◆ Task statement
Please recast every row below as a numbered list, leaving out any blank lines.

******************************

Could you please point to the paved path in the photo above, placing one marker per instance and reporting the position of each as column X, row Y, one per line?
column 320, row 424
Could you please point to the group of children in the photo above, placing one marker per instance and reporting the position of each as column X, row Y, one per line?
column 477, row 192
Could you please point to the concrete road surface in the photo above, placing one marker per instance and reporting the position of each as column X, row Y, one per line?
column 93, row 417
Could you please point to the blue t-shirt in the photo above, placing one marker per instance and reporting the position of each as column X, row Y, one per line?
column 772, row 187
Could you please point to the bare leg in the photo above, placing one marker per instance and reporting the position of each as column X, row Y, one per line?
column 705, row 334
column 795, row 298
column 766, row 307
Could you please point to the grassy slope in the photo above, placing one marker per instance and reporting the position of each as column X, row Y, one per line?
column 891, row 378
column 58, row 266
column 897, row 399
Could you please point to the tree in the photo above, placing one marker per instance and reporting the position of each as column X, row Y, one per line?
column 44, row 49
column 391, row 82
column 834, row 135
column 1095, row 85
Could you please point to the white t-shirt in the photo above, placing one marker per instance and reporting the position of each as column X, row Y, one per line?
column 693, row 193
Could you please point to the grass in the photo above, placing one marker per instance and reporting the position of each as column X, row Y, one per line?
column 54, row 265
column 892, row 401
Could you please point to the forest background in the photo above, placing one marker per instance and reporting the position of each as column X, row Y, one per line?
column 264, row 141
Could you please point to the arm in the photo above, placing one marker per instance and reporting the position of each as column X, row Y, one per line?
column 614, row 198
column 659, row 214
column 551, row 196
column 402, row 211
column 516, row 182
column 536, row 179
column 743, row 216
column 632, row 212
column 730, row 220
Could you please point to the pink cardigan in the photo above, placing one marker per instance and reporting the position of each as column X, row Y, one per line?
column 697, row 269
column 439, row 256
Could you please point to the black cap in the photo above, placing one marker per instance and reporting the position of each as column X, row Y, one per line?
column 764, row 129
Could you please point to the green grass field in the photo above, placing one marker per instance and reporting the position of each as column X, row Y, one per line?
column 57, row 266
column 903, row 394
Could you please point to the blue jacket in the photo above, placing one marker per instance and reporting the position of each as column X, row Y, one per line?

******************************

◆ Problem solution
1. Could you please point to the paved path in the photo above, placing one marker per instance and reporting the position of each as column X, row Y, one per line?
2. column 320, row 424
3. Could you please point to the group of children in the photo above, placing one marker per instance and reporting the position of each as column X, row Y, one per line?
4. column 477, row 192
5. Could you please point to the concrete road surface in the photo above, placing one marker per instance and reporting the position of each as column X, row Y, one per line?
6. column 93, row 417
7. Could you please point to the blue t-shirt in the photo above, placing one marker per instance and reporting the position of each as column X, row Y, one per line?
8. column 772, row 187
9. Could you please point to the bare leg in the photo above, placing one marker per instance and reporting the position of each as column X, row Y, one per line?
10. column 705, row 334
11. column 795, row 298
12. column 766, row 307
13. Could you please point to the grassy slope in the photo above, placing one marker per instance and reporting the position of each as column X, row Y, one per line?
14. column 891, row 378
15. column 58, row 266
16. column 897, row 399
17. Could you please point to the tree in the photo above, placing one marker per instance and reporting the position of each as column X, row Y, one per line?
18. column 44, row 49
19. column 391, row 82
20. column 834, row 135
21. column 1095, row 85
22. Could you please point to the white t-shirt in the photo above, placing one marker per instance and reporting the position of each as column X, row Y, one per line?
23. column 693, row 193
24. Could you please point to the grass in the photo above, placing one marker per instance and reporting the position of each as column X, row Y, one per line?
25. column 54, row 265
26. column 892, row 401
27. Could you please point to the forest background in the photo above, placing one marker per instance and reporting the position of each as column X, row Y, one per line?
28. column 264, row 141
29. Could you please point to the arm in the photo above, placing one marker per instance and reporting the position of each as column X, row Y, one per line?
30. column 614, row 198
31. column 659, row 214
32. column 551, row 196
33. column 402, row 211
34. column 516, row 182
35. column 536, row 179
36. column 743, row 216
37. column 632, row 212
38. column 730, row 220
39. Could you please point to the pink cardigan in the photo above, placing one marker per instance and reporting the position of each as column X, row Y, one per line?
40. column 697, row 269
41. column 439, row 256
42. Could you please point to the black cap in the photo above, placing one marker per instance and reporting the position of each as column X, row Y, one per line?
43. column 764, row 129
44. Could you please point to the green grass field in the photo above, placing one marker per instance and reporting the position of each as column X, row Y, one per line?
45. column 57, row 266
46. column 903, row 394
47. Could you please point to the blue jacket in the photo above, placing one marker per instance and reporting the position of each as column X, row Y, one per line?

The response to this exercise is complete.